Document text:
┌──
ICML 2013 Tutorial: Music Information Research Based on Machine Learning

ICML 2013 Tutorial: Afternoon (14:00-17:30)

Download Tutorial Slides (Recorded Video)

Music Information Research Based on Machine Learning

Lecturers: Masataka Goto and Kazuyoshi Yoshii
National Institute of Advanced Industrial Science and Technology (AIST), Japan

ICML 2013 (The 30th International Conference on Machine Learning)
June 16th, 2013
Atlanta, USA

Abstract:

Music information research is gaining a lot of attention after 2000 when the general public started listening to music on computers in daily life. It is widely known as an important research field, and new researchers are continually joining the field worldwide. Academically, one of the reasons many researchers are involved in this field is that the essential unresolved issue is the understanding of complex musical audio signals that convey content by forming a temporal structure while multiple sounds are interrelated. Additionally, there are still appealing unresolved issues that have not been touched yet, and the field is a treasure trove of research topics that could be tackled with state-of-the-art machine learning techniques.

This tutorial is intended for an audience interested in the application of machine learning techniques to such music domains. Audience members who are not familiar with music information research are welcome, and researchers working on music technologies are likely to find something new to study.
└──
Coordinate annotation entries
┌──
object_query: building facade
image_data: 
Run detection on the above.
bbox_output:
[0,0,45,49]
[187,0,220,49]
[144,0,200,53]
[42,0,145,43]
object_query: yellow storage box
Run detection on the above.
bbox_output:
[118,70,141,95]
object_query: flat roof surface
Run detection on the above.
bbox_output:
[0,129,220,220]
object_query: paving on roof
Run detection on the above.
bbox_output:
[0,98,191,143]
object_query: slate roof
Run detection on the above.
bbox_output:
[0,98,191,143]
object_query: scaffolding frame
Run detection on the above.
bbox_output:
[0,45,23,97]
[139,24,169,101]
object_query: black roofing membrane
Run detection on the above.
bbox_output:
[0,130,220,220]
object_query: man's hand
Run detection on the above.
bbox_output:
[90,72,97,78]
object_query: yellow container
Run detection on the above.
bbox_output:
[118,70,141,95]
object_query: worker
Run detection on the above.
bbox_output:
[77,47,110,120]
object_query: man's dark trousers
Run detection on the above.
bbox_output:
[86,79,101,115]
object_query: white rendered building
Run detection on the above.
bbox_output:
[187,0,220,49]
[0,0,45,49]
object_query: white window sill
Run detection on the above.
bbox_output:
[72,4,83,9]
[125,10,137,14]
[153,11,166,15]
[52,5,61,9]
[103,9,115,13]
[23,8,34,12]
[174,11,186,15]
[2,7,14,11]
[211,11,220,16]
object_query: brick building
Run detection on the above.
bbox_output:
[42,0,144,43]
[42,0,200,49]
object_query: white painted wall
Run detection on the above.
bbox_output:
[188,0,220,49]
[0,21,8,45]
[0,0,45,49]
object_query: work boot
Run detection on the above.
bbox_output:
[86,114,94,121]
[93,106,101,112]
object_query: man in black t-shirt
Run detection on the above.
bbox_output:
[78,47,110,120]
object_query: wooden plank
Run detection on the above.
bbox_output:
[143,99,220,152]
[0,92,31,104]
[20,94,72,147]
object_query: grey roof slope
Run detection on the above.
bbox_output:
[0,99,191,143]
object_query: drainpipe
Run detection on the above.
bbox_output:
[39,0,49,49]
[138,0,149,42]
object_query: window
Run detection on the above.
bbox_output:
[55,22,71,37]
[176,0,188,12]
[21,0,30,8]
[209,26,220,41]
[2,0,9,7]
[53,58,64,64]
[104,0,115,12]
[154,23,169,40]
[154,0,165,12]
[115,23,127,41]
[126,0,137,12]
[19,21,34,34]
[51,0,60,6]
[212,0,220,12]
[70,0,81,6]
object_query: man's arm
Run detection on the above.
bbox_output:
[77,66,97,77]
└──
Exercises:
1. According to the tutorial page on music information research, what institute are the two lecturers affiliated with?
2. Carry on the tutorial description on music information research, starting after its final sentence.

Answers given:
1. The National Institute of Advanced Industrial Science and Technology (AIST), Japan.

2.
First, the tutorial serves as a showcase of music information research. The audience can enjoy and study many state-of-the-art demonstrations of music information research based on signal processing and machine learning. This tutorial highlights timely topics such as active music listening interfaces, singing information processing systems, web-related music technologies, crowdsourcing, and consumer-generated media (CGM).

Second, this tutorial explains the music technologies behind the demonstrations. The audience can learn how to analyze and understand musical audio signals, process singing voices, and model polyphonic sound mixtures. As a new approach to advanced music modeling, this tutorial introduces unsupervised music understanding based on nonparametric Bayesian models.

Third, this tutorial provides a practical guide to getting started in music information research. The audience can try available research tools such as music feature extraction, machine learning, and music editors. Music databases and corpora are then introduced. As a hint towards research topics, this tutorial also discusses open problems and grand challenges that the audience members are encouraged to tackle.

In the future, music technologies, together with image, video, and speech technologies, are expected to contribute toward all-around media content technologies based on machine learning.

Course Description (3 hours):

Introduction
Active Music Listening Interfaces Based on Signal Processing and Machine Learning

Toward music listening in the future
Music playback (browsing), music customization, and music discovery (retrieval and recommendation)

Singing Information Processing Systems

Systems for listening to singing voices
Systems for music information retrieval based on singing voices
Systems for singing synthesis and a singing robot

Web-related Music Technologies, Crowdsourcing, and Consumer-Generated Media (CGM)

Songle: A crowdsourcing-based web service for Active Music Listening
DanceReProducer: An automatic mashup music video generation system
MusicCommentator: Generating comments synchronized with musical audio signals

(Break [30 minutes])

Unsupervised Music Understanding Based on Nonparametric Bayesian Models

Introduction to Bayesian nonparametrics
Nonparametric Bayesian acoustic models (variants of harmonic clustering and NMF)
Nonparametric Bayesian language models (variants of n-gram models and PCFG)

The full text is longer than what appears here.